• **Exercise aim**
Restate the lines exactly, starting at the line that contains "the blue sky" and finishing with the final line of the records.

• **Material for this task**
[Start of section]

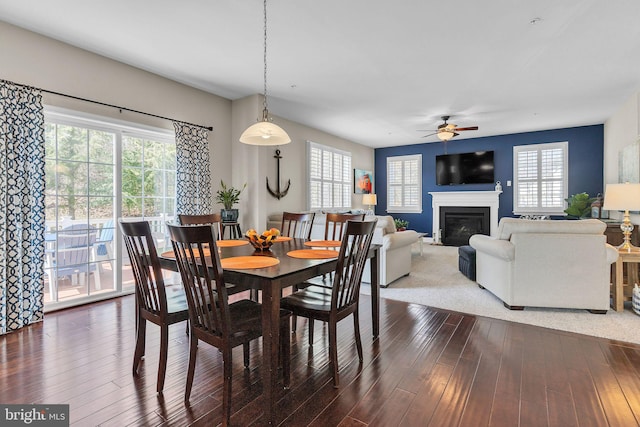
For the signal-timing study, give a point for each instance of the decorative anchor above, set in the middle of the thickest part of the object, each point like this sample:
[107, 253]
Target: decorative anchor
[278, 194]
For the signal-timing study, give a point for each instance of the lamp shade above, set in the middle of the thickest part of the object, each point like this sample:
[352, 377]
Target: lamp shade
[621, 197]
[369, 199]
[264, 133]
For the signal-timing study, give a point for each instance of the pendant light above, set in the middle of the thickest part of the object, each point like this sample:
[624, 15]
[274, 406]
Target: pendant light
[265, 132]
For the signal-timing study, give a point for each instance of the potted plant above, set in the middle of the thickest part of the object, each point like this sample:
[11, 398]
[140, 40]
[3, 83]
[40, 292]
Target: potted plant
[579, 205]
[401, 224]
[229, 196]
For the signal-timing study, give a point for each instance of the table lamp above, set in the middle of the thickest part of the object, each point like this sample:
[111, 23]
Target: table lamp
[623, 197]
[369, 199]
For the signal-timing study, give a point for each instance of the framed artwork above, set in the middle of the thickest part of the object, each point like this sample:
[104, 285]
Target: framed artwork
[362, 181]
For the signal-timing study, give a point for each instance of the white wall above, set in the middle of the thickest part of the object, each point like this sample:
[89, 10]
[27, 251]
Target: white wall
[259, 163]
[32, 59]
[620, 130]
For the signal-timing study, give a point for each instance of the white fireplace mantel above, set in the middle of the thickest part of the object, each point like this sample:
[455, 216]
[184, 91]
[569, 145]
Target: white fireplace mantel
[489, 199]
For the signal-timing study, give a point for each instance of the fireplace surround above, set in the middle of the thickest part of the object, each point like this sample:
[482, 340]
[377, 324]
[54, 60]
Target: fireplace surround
[458, 223]
[476, 199]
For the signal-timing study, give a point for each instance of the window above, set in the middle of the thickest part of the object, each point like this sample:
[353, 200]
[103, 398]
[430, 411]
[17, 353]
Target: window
[97, 171]
[329, 171]
[540, 178]
[404, 183]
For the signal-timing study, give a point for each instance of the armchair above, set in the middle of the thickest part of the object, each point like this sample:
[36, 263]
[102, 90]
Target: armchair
[560, 264]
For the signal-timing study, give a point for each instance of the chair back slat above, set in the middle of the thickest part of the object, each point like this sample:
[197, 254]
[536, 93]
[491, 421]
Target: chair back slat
[336, 224]
[351, 261]
[297, 225]
[195, 250]
[215, 220]
[145, 266]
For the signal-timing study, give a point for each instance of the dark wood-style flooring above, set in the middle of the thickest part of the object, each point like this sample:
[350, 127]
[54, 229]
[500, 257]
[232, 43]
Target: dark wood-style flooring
[429, 368]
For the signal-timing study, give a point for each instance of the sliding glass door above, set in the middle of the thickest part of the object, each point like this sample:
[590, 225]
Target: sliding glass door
[96, 172]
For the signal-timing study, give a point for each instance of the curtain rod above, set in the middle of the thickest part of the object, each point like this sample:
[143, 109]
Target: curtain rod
[209, 128]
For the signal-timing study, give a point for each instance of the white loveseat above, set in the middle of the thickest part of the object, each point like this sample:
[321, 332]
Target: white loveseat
[394, 255]
[561, 264]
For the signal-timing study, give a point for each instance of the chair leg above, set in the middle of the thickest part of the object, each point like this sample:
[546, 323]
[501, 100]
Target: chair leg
[164, 348]
[333, 351]
[140, 344]
[356, 328]
[245, 350]
[193, 349]
[310, 332]
[226, 387]
[285, 351]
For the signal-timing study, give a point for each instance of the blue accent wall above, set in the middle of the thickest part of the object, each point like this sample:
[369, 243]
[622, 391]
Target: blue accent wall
[586, 163]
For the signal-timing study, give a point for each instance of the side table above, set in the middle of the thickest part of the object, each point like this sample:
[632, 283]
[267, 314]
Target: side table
[234, 230]
[622, 291]
[421, 237]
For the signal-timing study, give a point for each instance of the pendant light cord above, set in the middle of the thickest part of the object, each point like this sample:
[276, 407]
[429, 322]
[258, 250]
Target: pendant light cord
[264, 100]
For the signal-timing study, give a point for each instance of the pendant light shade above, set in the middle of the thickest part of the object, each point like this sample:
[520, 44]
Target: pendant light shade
[265, 132]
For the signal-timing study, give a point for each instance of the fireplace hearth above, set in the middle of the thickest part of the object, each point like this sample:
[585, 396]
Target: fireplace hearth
[458, 223]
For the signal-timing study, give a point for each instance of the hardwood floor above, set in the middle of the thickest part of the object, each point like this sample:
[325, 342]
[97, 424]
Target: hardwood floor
[429, 367]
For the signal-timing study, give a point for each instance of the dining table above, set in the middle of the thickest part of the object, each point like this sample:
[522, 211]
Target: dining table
[287, 272]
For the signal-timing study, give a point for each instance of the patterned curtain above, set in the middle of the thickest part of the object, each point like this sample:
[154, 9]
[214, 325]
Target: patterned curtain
[21, 206]
[193, 187]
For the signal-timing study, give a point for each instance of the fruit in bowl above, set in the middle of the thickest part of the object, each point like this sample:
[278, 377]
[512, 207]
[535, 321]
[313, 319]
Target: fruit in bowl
[262, 242]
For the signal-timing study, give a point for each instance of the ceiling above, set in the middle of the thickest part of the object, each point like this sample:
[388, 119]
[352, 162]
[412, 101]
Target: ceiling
[374, 71]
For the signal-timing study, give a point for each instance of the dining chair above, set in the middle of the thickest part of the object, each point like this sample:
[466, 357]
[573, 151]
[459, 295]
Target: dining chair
[214, 219]
[155, 302]
[221, 324]
[335, 304]
[334, 228]
[297, 225]
[336, 223]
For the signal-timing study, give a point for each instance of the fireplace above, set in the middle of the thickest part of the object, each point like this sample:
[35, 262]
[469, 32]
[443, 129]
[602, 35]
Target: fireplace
[458, 223]
[472, 199]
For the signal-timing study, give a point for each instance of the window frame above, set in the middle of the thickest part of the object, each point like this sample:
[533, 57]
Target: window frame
[539, 148]
[346, 182]
[405, 208]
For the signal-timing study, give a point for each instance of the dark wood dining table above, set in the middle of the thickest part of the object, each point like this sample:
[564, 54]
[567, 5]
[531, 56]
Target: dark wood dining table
[271, 281]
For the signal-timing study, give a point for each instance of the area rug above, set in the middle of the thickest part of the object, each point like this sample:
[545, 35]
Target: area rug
[436, 282]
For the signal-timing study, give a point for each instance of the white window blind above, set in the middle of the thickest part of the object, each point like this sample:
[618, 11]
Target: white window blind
[329, 171]
[404, 183]
[540, 178]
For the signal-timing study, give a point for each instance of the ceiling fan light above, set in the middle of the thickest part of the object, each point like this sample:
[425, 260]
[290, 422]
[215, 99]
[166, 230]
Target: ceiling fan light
[265, 133]
[445, 135]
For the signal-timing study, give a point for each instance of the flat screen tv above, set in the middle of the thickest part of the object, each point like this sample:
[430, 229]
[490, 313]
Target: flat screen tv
[465, 168]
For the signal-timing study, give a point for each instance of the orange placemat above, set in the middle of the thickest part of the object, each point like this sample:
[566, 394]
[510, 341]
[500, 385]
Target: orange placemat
[324, 243]
[171, 254]
[248, 262]
[230, 243]
[313, 253]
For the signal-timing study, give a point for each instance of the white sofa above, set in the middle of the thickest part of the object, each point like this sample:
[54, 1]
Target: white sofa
[394, 256]
[561, 264]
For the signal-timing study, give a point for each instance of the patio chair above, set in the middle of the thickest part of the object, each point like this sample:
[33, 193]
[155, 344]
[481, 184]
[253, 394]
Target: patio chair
[214, 220]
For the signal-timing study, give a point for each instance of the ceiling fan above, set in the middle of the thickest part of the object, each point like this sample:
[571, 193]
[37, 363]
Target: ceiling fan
[446, 131]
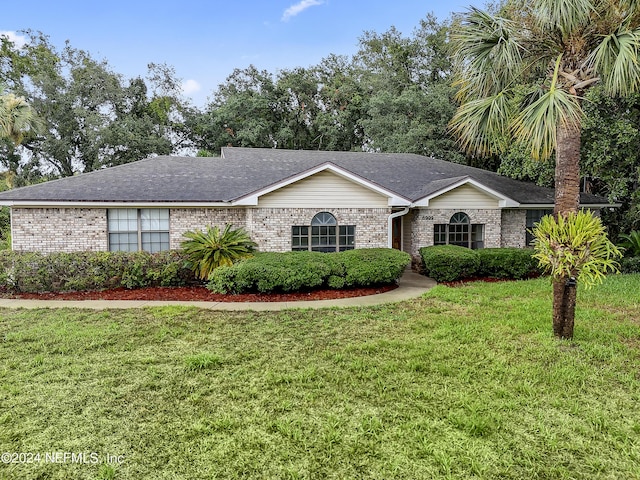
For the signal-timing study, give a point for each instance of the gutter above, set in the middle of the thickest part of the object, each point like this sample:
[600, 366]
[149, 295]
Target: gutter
[390, 225]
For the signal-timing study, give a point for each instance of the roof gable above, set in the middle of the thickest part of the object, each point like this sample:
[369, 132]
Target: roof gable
[501, 200]
[393, 198]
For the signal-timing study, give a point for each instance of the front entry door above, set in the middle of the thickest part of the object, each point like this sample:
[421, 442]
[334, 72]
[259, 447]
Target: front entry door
[396, 236]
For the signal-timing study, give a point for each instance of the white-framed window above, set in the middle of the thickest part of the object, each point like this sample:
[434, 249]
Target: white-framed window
[133, 229]
[459, 231]
[323, 235]
[533, 217]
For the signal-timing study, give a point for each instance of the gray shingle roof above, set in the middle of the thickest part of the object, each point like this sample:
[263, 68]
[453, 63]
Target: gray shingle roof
[242, 171]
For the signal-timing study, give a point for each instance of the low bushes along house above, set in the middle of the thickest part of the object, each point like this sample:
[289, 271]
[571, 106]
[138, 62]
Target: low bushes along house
[285, 199]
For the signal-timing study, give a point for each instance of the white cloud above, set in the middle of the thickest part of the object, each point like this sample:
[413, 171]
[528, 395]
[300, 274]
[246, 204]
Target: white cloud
[299, 7]
[190, 86]
[18, 40]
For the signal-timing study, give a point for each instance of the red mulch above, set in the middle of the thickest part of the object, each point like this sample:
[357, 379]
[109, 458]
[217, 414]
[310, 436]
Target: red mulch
[202, 294]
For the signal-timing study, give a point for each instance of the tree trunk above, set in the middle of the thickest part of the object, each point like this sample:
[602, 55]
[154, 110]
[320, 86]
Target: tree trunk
[567, 199]
[567, 174]
[564, 307]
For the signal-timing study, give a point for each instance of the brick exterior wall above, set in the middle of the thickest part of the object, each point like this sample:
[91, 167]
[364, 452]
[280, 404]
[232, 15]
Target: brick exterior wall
[184, 219]
[271, 227]
[59, 229]
[77, 229]
[423, 221]
[514, 228]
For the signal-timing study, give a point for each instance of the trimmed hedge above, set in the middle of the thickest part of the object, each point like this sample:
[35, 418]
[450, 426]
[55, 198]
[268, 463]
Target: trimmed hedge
[64, 272]
[447, 263]
[295, 271]
[514, 263]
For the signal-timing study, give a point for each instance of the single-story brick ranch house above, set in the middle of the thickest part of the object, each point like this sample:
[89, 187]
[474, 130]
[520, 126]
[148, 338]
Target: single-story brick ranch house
[285, 199]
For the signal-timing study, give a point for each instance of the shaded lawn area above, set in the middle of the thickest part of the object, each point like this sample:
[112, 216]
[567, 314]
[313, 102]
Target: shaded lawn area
[462, 383]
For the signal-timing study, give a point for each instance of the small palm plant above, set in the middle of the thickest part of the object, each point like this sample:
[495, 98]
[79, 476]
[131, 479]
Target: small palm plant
[214, 248]
[631, 242]
[577, 248]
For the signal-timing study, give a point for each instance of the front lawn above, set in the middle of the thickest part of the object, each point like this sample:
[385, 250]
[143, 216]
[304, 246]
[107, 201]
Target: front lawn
[463, 383]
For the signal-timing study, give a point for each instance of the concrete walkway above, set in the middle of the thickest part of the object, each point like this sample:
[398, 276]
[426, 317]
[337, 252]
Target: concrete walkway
[411, 285]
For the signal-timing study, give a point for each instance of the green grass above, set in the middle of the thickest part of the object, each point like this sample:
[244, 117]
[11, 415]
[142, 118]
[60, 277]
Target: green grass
[463, 383]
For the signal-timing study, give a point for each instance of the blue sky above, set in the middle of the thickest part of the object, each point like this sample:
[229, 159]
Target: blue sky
[205, 40]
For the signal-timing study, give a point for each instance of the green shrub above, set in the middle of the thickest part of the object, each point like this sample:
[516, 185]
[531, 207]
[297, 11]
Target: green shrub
[63, 272]
[514, 263]
[296, 271]
[447, 263]
[630, 265]
[631, 243]
[373, 266]
[209, 250]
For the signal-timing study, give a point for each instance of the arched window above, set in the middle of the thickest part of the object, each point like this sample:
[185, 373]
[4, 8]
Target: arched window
[459, 231]
[323, 235]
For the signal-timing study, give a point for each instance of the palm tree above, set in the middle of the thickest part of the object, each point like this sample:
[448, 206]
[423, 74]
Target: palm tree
[215, 248]
[16, 117]
[522, 74]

[End of section]

• **Exercise output**
For the signal-timing study, give a point for each instance of the blue sky above, set in the middle of the thickest part of the object, each point like this sample:
[229, 159]
Target: blue sky
[205, 40]
For the signal-timing study, give a point for each instance of the green shrub above, set in the middle of the thickest part of the object, each point like this sample:
[516, 185]
[531, 207]
[297, 11]
Target: green shrub
[63, 272]
[514, 263]
[296, 271]
[447, 263]
[630, 265]
[631, 243]
[373, 266]
[209, 250]
For the signal-timing study, give a point for each instance of the arched window above, set in the middle of the thickest part of the object, each point like this sample:
[185, 373]
[4, 8]
Target: arched window
[459, 231]
[323, 235]
For the signal-timing study, give a point for each instance of the palm tree above, set in the middle of the thickest part of the object, each point like this sample:
[448, 206]
[423, 74]
Target: palm tree
[215, 248]
[16, 117]
[522, 74]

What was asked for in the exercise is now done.